Start

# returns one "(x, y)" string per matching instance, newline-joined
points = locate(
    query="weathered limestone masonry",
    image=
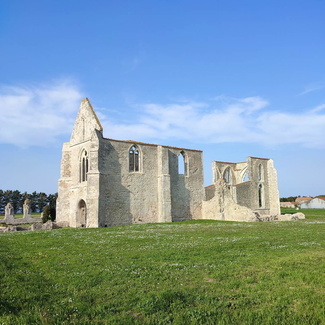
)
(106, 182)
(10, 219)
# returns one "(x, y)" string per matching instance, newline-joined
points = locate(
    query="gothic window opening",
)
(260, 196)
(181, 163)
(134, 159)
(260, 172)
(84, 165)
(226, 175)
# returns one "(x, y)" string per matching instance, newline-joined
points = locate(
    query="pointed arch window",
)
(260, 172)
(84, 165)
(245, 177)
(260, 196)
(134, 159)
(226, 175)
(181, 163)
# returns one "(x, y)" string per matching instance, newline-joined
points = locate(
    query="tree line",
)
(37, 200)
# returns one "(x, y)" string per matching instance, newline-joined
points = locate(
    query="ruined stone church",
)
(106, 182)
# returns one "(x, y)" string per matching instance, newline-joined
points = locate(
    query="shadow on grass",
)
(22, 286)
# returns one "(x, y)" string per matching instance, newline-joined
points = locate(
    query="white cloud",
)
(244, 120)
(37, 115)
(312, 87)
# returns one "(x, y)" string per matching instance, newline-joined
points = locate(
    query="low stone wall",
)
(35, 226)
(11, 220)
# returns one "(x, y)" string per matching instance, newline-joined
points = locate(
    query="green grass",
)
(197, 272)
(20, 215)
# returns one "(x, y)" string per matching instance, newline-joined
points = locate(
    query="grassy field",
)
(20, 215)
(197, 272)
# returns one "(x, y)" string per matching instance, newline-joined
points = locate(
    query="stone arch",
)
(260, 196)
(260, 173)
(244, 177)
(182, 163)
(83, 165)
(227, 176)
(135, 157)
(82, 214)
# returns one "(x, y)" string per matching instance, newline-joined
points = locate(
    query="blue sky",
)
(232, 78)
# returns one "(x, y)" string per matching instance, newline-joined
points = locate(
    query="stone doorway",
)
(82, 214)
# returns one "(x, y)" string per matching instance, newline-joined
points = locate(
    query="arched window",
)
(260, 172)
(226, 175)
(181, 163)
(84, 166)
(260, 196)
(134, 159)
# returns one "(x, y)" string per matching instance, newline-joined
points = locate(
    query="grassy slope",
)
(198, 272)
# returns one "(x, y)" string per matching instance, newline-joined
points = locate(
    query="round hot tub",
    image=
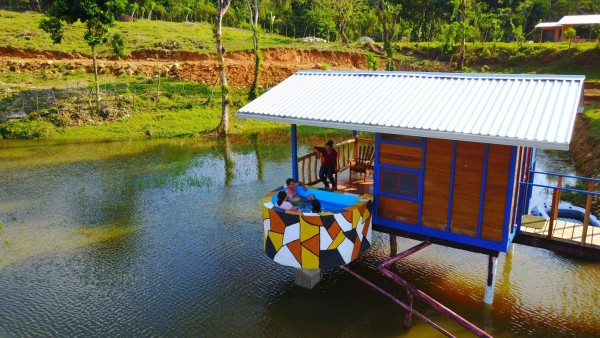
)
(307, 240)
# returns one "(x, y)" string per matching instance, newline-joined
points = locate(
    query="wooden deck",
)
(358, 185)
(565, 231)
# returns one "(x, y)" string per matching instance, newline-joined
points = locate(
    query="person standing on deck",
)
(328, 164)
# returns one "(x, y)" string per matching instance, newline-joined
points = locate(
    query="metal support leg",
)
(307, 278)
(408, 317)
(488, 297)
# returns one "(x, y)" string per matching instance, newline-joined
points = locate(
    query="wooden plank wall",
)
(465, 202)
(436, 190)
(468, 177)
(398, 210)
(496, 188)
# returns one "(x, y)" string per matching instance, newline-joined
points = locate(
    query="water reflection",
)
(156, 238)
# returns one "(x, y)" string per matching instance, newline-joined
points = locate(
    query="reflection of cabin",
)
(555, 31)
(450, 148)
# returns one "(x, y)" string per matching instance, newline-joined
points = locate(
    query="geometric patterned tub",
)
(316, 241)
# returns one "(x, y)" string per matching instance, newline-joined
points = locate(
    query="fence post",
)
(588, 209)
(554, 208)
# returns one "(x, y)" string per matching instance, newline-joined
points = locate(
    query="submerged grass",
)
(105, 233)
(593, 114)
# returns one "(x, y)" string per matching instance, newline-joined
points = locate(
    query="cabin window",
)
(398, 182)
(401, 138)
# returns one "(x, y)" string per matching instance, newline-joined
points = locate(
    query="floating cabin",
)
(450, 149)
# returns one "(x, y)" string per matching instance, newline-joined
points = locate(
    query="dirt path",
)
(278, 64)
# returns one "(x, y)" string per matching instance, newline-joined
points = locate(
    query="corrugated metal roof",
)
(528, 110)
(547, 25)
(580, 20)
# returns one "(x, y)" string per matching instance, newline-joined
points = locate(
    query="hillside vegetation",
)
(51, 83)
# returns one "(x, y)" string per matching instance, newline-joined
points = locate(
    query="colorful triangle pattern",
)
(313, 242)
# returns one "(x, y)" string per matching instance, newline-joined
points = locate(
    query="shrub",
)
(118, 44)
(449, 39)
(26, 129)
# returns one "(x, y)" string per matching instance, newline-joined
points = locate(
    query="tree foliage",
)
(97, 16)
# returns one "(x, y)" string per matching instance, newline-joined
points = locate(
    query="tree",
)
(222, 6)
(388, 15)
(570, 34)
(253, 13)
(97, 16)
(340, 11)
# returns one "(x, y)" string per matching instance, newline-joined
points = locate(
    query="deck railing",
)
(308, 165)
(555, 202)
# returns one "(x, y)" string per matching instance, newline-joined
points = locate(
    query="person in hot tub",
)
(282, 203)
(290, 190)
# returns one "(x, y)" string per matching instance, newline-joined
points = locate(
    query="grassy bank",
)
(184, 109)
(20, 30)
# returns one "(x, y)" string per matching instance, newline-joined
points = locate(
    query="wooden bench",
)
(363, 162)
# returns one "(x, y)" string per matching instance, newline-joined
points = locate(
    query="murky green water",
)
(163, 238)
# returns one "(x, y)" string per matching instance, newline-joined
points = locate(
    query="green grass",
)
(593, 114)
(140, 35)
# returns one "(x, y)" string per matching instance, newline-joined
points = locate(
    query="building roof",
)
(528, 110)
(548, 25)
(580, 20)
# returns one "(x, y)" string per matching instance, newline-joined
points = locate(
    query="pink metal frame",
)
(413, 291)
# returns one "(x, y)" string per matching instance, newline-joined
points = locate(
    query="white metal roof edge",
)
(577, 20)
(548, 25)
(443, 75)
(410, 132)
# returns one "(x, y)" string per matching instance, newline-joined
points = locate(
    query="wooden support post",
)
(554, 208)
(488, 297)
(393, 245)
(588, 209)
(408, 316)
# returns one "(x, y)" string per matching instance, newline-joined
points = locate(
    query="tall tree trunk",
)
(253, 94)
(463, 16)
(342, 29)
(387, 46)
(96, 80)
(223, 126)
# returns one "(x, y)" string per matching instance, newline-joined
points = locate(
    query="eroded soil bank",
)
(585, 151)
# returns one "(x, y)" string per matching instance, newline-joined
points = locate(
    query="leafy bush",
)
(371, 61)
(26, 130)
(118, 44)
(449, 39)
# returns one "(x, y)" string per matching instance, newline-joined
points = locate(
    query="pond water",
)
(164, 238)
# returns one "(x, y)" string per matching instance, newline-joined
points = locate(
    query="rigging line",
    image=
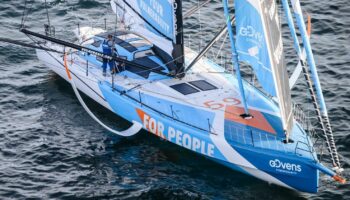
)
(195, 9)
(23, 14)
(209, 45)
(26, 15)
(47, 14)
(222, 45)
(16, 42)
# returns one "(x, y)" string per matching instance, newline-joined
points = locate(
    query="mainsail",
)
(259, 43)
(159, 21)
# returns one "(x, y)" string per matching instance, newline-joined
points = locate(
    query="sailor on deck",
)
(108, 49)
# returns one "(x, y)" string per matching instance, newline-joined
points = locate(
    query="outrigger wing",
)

End

Transcribe each entry above exactly, apart from the pictures.

# returns one "(x, y)" string per matching instance, newline-joined
points = locate(
    query="weathered limestone masonry",
    image=
)
(106, 182)
(10, 219)
# returns one "(x, y)" string per matching instance, newline-joined
points = locate(
    query="gothic window opening",
)
(260, 196)
(181, 163)
(134, 159)
(260, 172)
(84, 165)
(226, 175)
# returns one "(x, y)" string per matching instance, newline-joined
points = locate(
    query="pointed arch window",
)
(260, 172)
(84, 165)
(245, 177)
(260, 196)
(134, 159)
(226, 175)
(181, 163)
# returns one "(x, y)" string per matching instance, newline-joined
points = locate(
    query="tree line",
)
(37, 200)
# returns one "(x, y)" string per matching instance, newline-joined
points = locate(
    query="ruined stone church",
)
(106, 182)
# returns one "(x, y)" string per matching instance, newline-joined
points = locate(
    query="shadow on grass",
)
(22, 286)
# returns one "(x, y)" string per matching instance, newline-joined
points = locate(
    query="white cloud",
)
(244, 120)
(37, 115)
(312, 87)
# returns one "(x, y)" string per matching instance, newline-joined
points = locate(
    query="low stone wall",
)
(35, 226)
(11, 220)
# returns one "(x, y)" string per matching instance, newline-joined
points = locate(
    query="green grass",
)
(197, 272)
(20, 215)
# returns one "(x, y)" string per matching instance, newline-joined
points = locate(
    query="grassy field",
)
(20, 215)
(197, 272)
# returns one "(x, y)" string per matching instance, newline-joined
points = locate(
    query="stone arch",
)
(260, 196)
(260, 173)
(244, 177)
(182, 163)
(83, 165)
(227, 176)
(135, 157)
(82, 214)
# returns one "(x, y)" string per matching instance, newline-joined
points = locate(
    query="blue sky",
)
(232, 78)
# returns one "(x, y)" string per matching instance, newline-joined
points = locate(
    query="stone doorway",
)
(82, 214)
# returns one "(x, y)" string per matching instance, newline-joined
points = locate(
    query="arched window",
)
(260, 172)
(226, 175)
(181, 163)
(84, 166)
(260, 196)
(134, 159)
# returns one "(x, y)" string per matching instance, newline-joined
points = locate(
    query="grassy slope",
)
(198, 272)
# returns one "(x, y)" string per matching instance, newline-joined
points = locate(
    query="round hot tub",
    image=
)
(307, 240)
# returns one "(x, y)" string per matching instance, newline-joined
points = locate(
    query="wooden deck",
)
(358, 185)
(565, 231)
# returns one "(x, y)" string per matching instance, newline-joined
points = locate(
    query="person standing on deck",
)
(328, 164)
# returns one "(x, y)" string per matching instance, newline-joined
points = locate(
    query="metal support leg",
)
(307, 278)
(408, 317)
(488, 297)
# returns one "(x, y)" string per matching instance, newline-joined
points = locate(
    query="wooden plank wall",
)
(465, 202)
(436, 190)
(468, 177)
(398, 210)
(496, 188)
# returns one "(x, y)" string per matching instance, newline-joined
points = locate(
    query="water reflection",
)
(156, 238)
# returns one "(x, y)" string per matching instance, newline-joined
points = locate(
    query="reflection of cabin",
)
(555, 31)
(450, 148)
# returns one "(x, y)" string per matching instance, newline-joined
points = locate(
    query="geometric patterned tub",
)
(316, 241)
# returns one "(x, y)" string per matching instance, newline-joined
points = locate(
    query="fence post",
)
(588, 209)
(554, 208)
# returns one "(x, y)" string per matching instance, newline-joined
points = locate(
    query="submerged grass",
)
(105, 233)
(593, 114)
# returns one "(x, y)" string per matching instance, newline-joined
points = locate(
    query="cabin window",
)
(398, 182)
(401, 138)
# returns one "(x, y)" string per matching instance, newline-joined
points = locate(
    query="floating cabin",
)
(450, 149)
# returns one "(x, y)" string per matching instance, newline-joined
points = locate(
    query="dirt path",
)
(278, 64)
# returns one "(x, y)" string per matching instance, newline-joined
points = locate(
    query="corrugated metal roof",
)
(528, 110)
(547, 25)
(580, 20)
# returns one "(x, y)" string per matching instance, newline-joined
points = locate(
    query="hillside vegetation",
)
(51, 83)
# returns one "(x, y)" string per matching instance, newline-joined
points = locate(
    query="colorful triangle pattern",
)
(313, 242)
# returns one "(x, y)" string per matching instance, newline-joined
points = locate(
    query="shrub",
)
(118, 44)
(449, 39)
(26, 129)
# returns one "(x, y)" string per matching instance, newline-joined
points = locate(
    query="tree foliage",
)
(97, 16)
# returns one "(x, y)" string per matching instance, newline-joined
points = locate(
    query="tree",
)
(222, 6)
(388, 15)
(570, 34)
(253, 13)
(97, 16)
(340, 11)
# returns one "(x, y)" string per matching instance, newline-joined
points = locate(
    query="deck railing",
)
(308, 165)
(555, 202)
# returns one "(x, y)" string per matching instance, newline-joined
points = locate(
    query="person in hot tub",
)
(282, 203)
(290, 190)
# returns one "(x, y)" string per matching instance, newline-joined
points = locate(
    query="grassy bank",
)
(184, 109)
(20, 30)
# returns one "(x, y)" string per matching instance, newline-joined
points = locate(
    query="wooden bench",
)
(363, 162)
# returns one "(x, y)" string per matching instance, newline-joined
points = locate(
    query="murky green water",
)
(163, 238)
# returns one "(x, y)" string per matching instance, newline-joined
points = locate(
    query="green grass",
)
(593, 114)
(140, 35)
# returns one "(x, y)" string per matching instance, newline-joined
points = locate(
    query="building roof",
)
(528, 110)
(548, 25)
(580, 20)
# returns one "(x, y)" string per matching instance, newline-joined
points = locate(
    query="pink metal frame",
)
(413, 291)
# returns one "(x, y)" string per matching instance, newline-joined
points = locate(
    query="white metal roof edge",
)
(577, 20)
(548, 25)
(443, 75)
(410, 132)
# returns one "(x, y)" string per matching instance, newline-joined
points = locate(
    query="wooden support post",
)
(554, 208)
(488, 297)
(393, 245)
(588, 209)
(408, 316)
# returns one "(x, y)" string per matching instance, newline-joined
points = locate(
    query="tall tree trunk",
)
(253, 94)
(463, 16)
(342, 29)
(387, 46)
(96, 80)
(223, 126)
# returns one "(x, y)" string per matching instance, newline-joined
points = locate(
    query="eroded soil bank",
)
(585, 151)
# returns one "(x, y)" string per matching instance, newline-joined
points = locate(
    query="leafy bush",
)
(371, 61)
(26, 130)
(118, 44)
(449, 39)
# returns one "(x, y)" string per matching instance, newline-joined
points = locate(
    query="pond water",
)
(164, 238)
# returns one "(x, y)" string per matching instance, newline-joined
points = locate(
    query="rigging line",
    image=
)
(195, 9)
(23, 14)
(209, 45)
(26, 15)
(47, 14)
(222, 45)
(16, 42)
# returns one "(x, y)" string per matching instance, newline-joined
points = locate(
    query="mainsail",
)
(259, 43)
(159, 21)
# returns one "(x, y)" string per matching instance, newline-joined
points = locate(
    query="sailor on deck",
)
(108, 49)
# returns one "(x, y)" string per matching instance, newline-joined
points = locate(
    query="outrigger wing",
)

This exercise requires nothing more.